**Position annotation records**
* * * * *

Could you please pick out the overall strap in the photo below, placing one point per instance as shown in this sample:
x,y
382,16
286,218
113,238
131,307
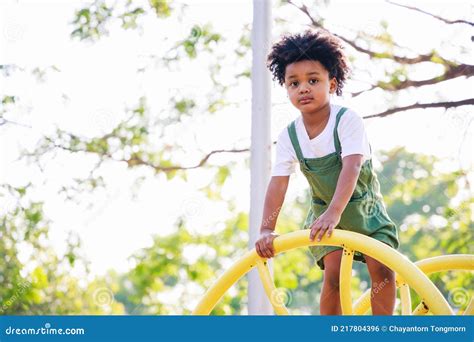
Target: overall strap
x,y
337,143
294,141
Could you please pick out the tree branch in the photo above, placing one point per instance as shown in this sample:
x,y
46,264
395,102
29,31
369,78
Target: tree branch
x,y
453,104
459,21
400,59
450,73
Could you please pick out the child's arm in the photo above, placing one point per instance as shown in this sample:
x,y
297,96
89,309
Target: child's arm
x,y
346,184
273,202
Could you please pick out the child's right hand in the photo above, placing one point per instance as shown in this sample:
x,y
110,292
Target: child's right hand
x,y
264,244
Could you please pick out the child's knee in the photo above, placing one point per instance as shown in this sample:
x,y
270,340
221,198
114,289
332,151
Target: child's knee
x,y
332,266
381,272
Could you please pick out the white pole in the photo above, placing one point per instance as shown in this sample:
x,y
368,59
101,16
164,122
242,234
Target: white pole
x,y
260,150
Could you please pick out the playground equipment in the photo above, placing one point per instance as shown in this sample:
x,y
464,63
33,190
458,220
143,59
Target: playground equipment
x,y
409,275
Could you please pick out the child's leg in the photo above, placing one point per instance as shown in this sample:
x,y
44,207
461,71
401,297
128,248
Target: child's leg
x,y
330,303
384,290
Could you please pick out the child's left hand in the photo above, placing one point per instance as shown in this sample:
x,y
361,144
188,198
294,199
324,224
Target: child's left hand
x,y
326,222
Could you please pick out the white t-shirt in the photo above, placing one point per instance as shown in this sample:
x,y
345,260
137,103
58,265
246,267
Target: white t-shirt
x,y
352,136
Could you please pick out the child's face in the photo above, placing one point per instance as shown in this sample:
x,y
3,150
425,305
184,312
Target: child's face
x,y
308,85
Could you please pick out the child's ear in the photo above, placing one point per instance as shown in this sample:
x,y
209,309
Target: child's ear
x,y
333,85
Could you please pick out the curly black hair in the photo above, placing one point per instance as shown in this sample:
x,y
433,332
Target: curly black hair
x,y
310,45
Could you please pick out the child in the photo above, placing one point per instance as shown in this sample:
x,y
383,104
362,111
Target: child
x,y
330,144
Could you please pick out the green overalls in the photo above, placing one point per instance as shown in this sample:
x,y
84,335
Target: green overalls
x,y
365,213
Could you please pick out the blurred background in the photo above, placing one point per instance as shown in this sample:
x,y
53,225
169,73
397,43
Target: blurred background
x,y
125,134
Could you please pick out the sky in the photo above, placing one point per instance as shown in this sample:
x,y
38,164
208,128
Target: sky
x,y
100,79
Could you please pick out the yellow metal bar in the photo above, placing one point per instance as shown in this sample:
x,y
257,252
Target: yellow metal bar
x,y
421,309
355,241
405,298
427,266
224,282
345,276
470,308
270,289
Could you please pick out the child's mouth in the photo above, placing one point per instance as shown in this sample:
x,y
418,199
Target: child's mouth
x,y
306,100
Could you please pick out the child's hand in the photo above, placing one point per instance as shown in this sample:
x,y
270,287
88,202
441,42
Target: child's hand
x,y
264,244
326,222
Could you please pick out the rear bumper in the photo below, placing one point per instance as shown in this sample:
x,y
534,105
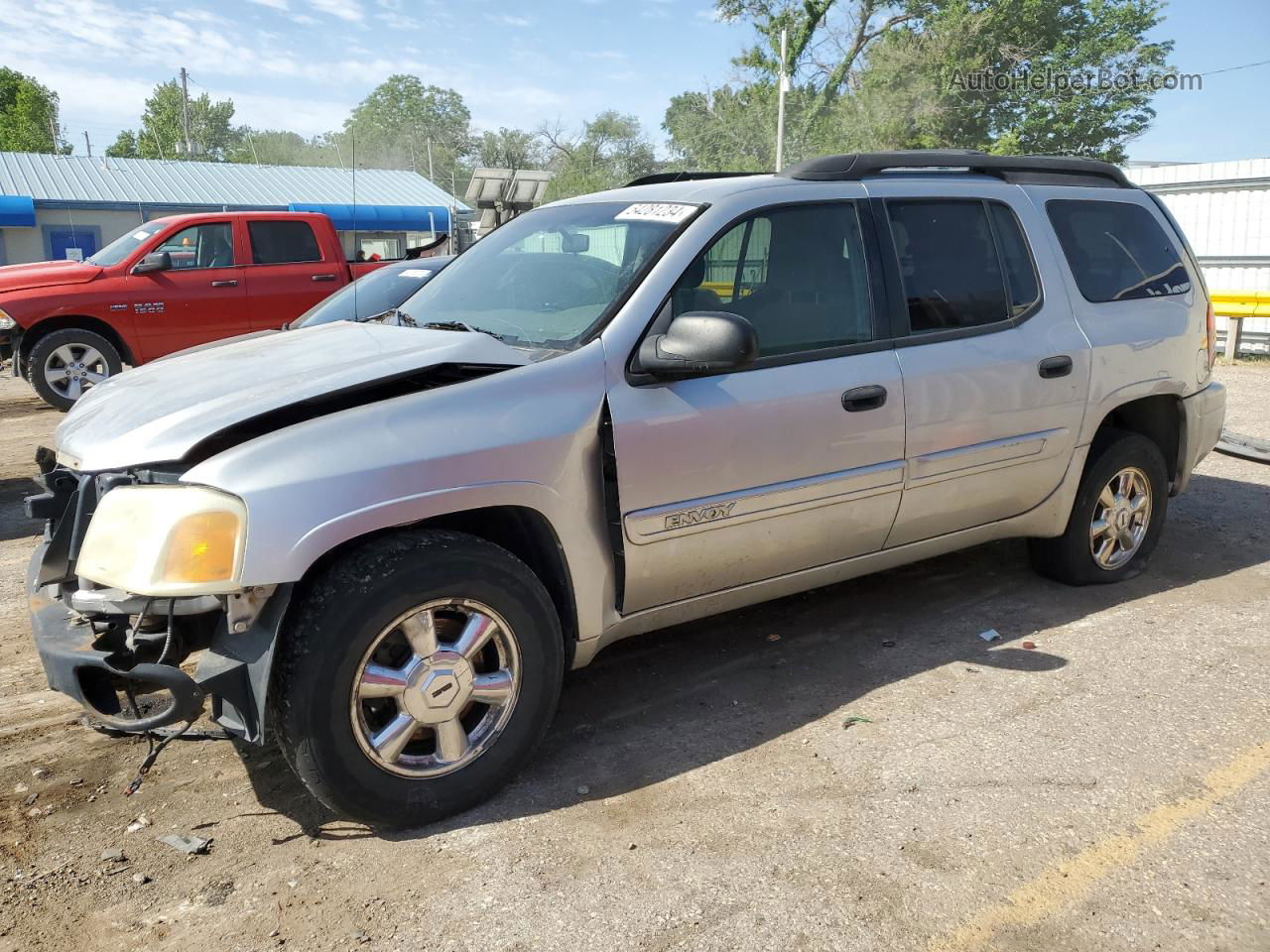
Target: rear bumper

* * * * *

Render every line of the records above as a JSON list of strings, one string per line, with blank lines skipped and the pictures left out.

[
  "Could you please pick out the overall strap in the photo below, placing one point per instance as shown in this sample:",
  "x,y",
  "382,16",
  "286,218",
  "113,238",
  "131,307",
  "Target: overall strap",
  "x,y",
  "337,143",
  "294,141",
  "Could you please pick out the tree branch in the photo above, placing one point per instance as shown in this sample:",
  "x,y",
  "46,264",
  "395,102",
  "29,31",
  "369,78",
  "Target: tree branch",
  "x,y",
  "453,104",
  "459,21",
  "400,59",
  "450,73",
  "Could you please pick out the child's arm in the photo above, placing one point per instance as shown in this sample:",
  "x,y",
  "297,96",
  "89,309",
  "Target: child's arm",
  "x,y",
  "346,184",
  "273,202",
  "Could you please pick out the child's right hand in the photo above, placing one point per instance as shown in this sample:",
  "x,y",
  "110,292",
  "Target: child's right hand",
  "x,y",
  "264,244",
  "Could you please pick out the child's knee in the photo above, placing one point per instance as shown in this sample:",
  "x,y",
  "270,340",
  "221,198",
  "114,289",
  "332,151",
  "Target: child's knee",
  "x,y",
  "332,266",
  "381,272",
  "Could you please pick out the white pole in the photo above, placing one point per instance as shown in this sample:",
  "x,y",
  "368,59",
  "101,16",
  "164,122",
  "242,234",
  "Target: white pole",
  "x,y",
  "260,150",
  "Could you please pick out the playground equipment in the photo above, placing one point per instance as shown in this sample:",
  "x,y",
  "464,63",
  "33,190",
  "458,220",
  "143,59",
  "Target: playground equipment",
  "x,y",
  "409,275",
  "Could you please pick out the child's leg in the photo above, placing one point per instance as shown in this sample:",
  "x,y",
  "44,207",
  "461,71",
  "401,297",
  "128,248",
  "Target: child's leg",
  "x,y",
  "330,303",
  "384,290",
  "Could you please pick out the child's left hand in the photo above, placing one point per instance as shown in this sample:",
  "x,y",
  "361,144",
  "188,198",
  "294,199",
  "324,224",
  "Target: child's left hand",
  "x,y",
  "326,222",
  "Could you please pick out the white t-shirt in the photo above, placing one point per instance as shown in this sample:",
  "x,y",
  "345,260",
  "137,103",
  "58,265",
  "246,267",
  "Target: white t-shirt",
  "x,y",
  "352,136",
  "Could you please pick out the child's face in the photo above, placing one point per instance as shown in this sample:",
  "x,y",
  "3,150",
  "425,305",
  "184,312",
  "Target: child's face",
  "x,y",
  "308,85",
  "Could you please pick out the child's ear in the photo above, placing one point per instance as shown in this sample:",
  "x,y",
  "209,309",
  "Target: child's ear",
  "x,y",
  "333,85",
  "Could you please pick out the curly black hair in the photo above, placing one point per instance as shown in this sample:",
  "x,y",
  "433,332",
  "Target: curly black hair",
  "x,y",
  "310,45",
  "Could you please pick out the child in the photo above, placing one point per instance as shown in this sample:",
  "x,y",
  "383,104",
  "362,111",
  "Target: child",
  "x,y",
  "330,144",
  "Could you please pick out the green overalls in the photo above, placing one point per instance as shown in this sample:",
  "x,y",
  "84,335",
  "Target: green overalls",
  "x,y",
  "365,213",
  "Could you please pick out the blurred background in the photo above, placing one point per instance as shown in this sample:",
  "x,y",
  "53,225",
  "169,73",
  "397,43",
  "Target: blurred background",
  "x,y",
  "125,134",
  "Could you please pick out the sky in the photo above, placing one point per instance as shown in this sample:",
  "x,y",
  "38,164",
  "208,128",
  "Target: sky",
  "x,y",
  "100,79",
  "Could you please pick out the yellow metal bar in the photo above, placing one point per instance as shown in this sample:",
  "x,y",
  "257,252",
  "Target: yellow metal bar",
  "x,y",
  "421,309",
  "355,241",
  "405,298",
  "427,266",
  "224,282",
  "345,276",
  "470,308",
  "270,289",
  "Could you please pick out the child's mouth in the photo above, placing one point per instance as shown in this sample:",
  "x,y",
  "418,199",
  "Target: child's mouth",
  "x,y",
  "306,100",
  "Could you please pick out the child's hand in the photo above, placing one point per instance as shown in this sample:",
  "x,y",
  "270,287",
  "88,202",
  "441,42",
  "Target: child's hand",
  "x,y",
  "264,244",
  "326,222",
  "Could you please pick out the rear bumper in the photo below, placing one point per instance as shown in this sample:",
  "x,y",
  "534,105",
  "Target: rear bumper"
]